> **Short exercise**: In the listing below, from the line containing "belfry window in the photo above." to the line containing "(1028, 779)", replace "crop-scouting field log" with "site survey record" and reproduce those lines with nothing else changed. Omit the pictures from your answer.

> **Dataset entries**:

□ □ □ □ □ □ □

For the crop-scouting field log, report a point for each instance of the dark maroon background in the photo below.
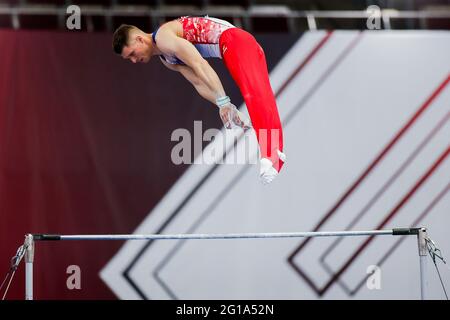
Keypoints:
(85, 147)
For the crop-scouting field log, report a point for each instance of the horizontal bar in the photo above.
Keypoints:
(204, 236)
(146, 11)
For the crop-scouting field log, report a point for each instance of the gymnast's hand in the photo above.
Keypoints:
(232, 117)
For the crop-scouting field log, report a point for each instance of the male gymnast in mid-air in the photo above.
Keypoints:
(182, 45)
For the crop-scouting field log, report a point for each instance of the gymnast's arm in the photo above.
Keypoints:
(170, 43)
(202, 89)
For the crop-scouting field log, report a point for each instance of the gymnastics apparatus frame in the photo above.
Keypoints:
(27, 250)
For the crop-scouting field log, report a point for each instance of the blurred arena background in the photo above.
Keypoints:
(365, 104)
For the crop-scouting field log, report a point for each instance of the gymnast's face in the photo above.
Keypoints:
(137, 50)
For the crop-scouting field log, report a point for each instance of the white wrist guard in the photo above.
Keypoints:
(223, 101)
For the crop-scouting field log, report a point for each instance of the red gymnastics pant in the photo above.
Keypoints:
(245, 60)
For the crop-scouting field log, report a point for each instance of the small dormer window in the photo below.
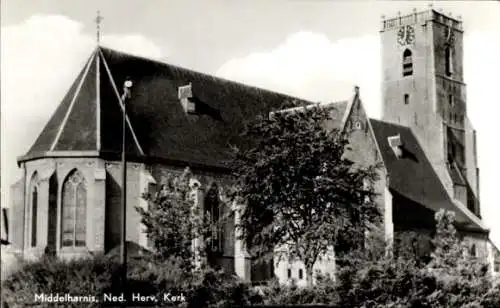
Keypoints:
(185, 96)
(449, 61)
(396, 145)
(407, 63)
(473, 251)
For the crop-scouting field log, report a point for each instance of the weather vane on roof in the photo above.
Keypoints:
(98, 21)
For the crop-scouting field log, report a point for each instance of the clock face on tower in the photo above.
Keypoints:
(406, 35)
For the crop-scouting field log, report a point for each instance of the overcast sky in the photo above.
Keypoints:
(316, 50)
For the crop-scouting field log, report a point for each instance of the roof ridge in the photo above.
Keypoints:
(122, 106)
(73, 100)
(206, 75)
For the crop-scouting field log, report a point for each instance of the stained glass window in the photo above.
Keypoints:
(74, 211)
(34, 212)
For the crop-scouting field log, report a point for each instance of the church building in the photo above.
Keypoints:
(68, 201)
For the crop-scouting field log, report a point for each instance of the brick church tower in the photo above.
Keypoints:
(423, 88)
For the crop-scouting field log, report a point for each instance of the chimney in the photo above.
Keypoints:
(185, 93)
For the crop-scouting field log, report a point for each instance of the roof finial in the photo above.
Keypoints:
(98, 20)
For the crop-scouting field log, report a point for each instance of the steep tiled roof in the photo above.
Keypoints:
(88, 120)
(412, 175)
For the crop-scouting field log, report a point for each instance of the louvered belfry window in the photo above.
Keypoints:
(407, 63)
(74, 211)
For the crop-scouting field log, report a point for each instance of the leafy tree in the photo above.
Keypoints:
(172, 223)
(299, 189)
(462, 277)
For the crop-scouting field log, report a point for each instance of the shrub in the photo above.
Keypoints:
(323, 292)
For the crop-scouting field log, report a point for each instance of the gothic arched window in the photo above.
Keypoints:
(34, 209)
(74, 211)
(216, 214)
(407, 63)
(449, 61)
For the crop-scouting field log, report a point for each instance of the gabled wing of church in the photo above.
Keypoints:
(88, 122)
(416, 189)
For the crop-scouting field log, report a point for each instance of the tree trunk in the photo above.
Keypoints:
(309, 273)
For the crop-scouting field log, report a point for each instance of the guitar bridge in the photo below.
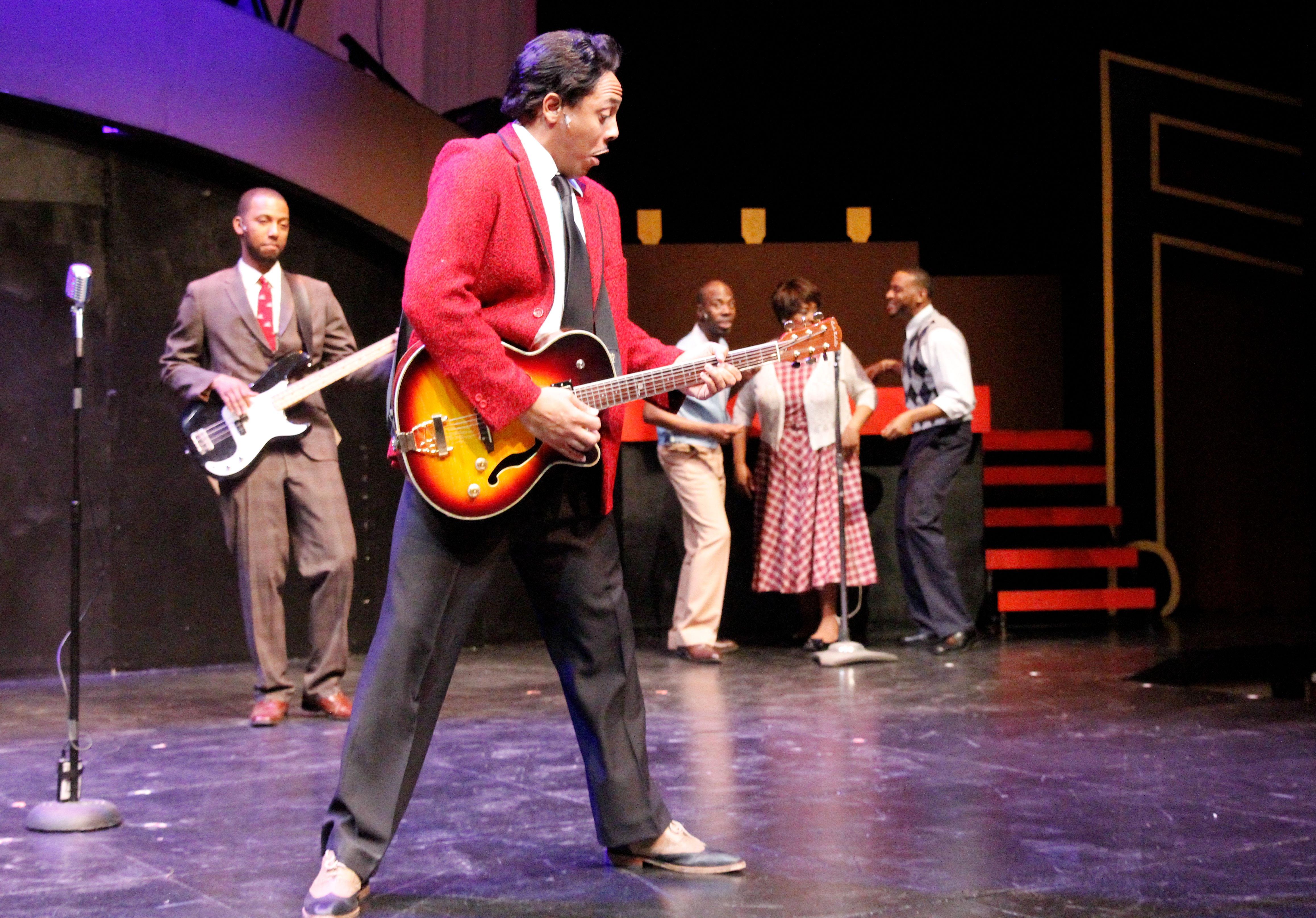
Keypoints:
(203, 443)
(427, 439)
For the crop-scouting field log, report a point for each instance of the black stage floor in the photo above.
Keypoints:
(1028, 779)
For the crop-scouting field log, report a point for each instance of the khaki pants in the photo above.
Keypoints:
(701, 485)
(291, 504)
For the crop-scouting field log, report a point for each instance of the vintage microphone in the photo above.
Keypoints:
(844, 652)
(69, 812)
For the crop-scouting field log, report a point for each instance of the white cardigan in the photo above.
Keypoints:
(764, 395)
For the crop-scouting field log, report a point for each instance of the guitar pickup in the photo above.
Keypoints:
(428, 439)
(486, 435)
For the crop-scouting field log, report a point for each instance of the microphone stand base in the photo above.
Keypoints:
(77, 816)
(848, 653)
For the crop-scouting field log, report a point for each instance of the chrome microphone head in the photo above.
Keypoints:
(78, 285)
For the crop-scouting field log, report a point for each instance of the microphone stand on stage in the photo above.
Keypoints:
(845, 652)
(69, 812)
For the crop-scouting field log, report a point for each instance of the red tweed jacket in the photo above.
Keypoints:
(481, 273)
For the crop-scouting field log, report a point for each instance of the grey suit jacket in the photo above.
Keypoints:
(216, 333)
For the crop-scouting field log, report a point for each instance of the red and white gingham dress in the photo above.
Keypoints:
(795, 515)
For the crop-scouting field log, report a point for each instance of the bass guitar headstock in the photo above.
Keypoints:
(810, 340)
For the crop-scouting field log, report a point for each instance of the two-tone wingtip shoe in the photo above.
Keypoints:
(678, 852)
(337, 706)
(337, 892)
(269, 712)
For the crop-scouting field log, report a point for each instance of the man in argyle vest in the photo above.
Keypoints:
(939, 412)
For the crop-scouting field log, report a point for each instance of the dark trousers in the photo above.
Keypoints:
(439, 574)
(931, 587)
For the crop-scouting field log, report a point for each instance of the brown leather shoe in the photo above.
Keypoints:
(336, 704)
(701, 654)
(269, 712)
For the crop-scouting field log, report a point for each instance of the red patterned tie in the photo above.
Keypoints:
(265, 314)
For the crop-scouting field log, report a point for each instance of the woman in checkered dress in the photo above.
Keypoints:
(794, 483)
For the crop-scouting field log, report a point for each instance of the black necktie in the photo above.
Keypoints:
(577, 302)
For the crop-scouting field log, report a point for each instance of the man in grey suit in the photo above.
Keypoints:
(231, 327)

□ □ □ □ □ □ □

> **Full response**:
For the site survey record, report a point for each instance of the louvered belfry window in the photo above.
Keypoints:
(407, 63)
(74, 211)
For the site survey record, report a point for each instance of the leafy tree in the photo above.
Keypoints:
(172, 223)
(299, 189)
(462, 277)
For the site survey record, report a point for each instance of the shrub in the photo above.
Keypoints:
(323, 292)
For the site survey record, report a point for each instance of the gothic arched window in the photo above.
Keypoints:
(34, 209)
(74, 211)
(216, 214)
(407, 63)
(449, 61)
For the site survey record, report a point for each instance of the gabled wing of church in the photo above.
Keypoints:
(88, 122)
(416, 189)
For the site survey record, report a point for each instance of the tree trunk in the photo above.
Keypoints:
(309, 273)
For the site survey record, report a point for each instance of the guitar bridge in the photo below.
Keypoints:
(203, 443)
(427, 439)
For the site survey record, report a point for each instance of the black stage floor in the photo above.
Keypoints:
(1028, 779)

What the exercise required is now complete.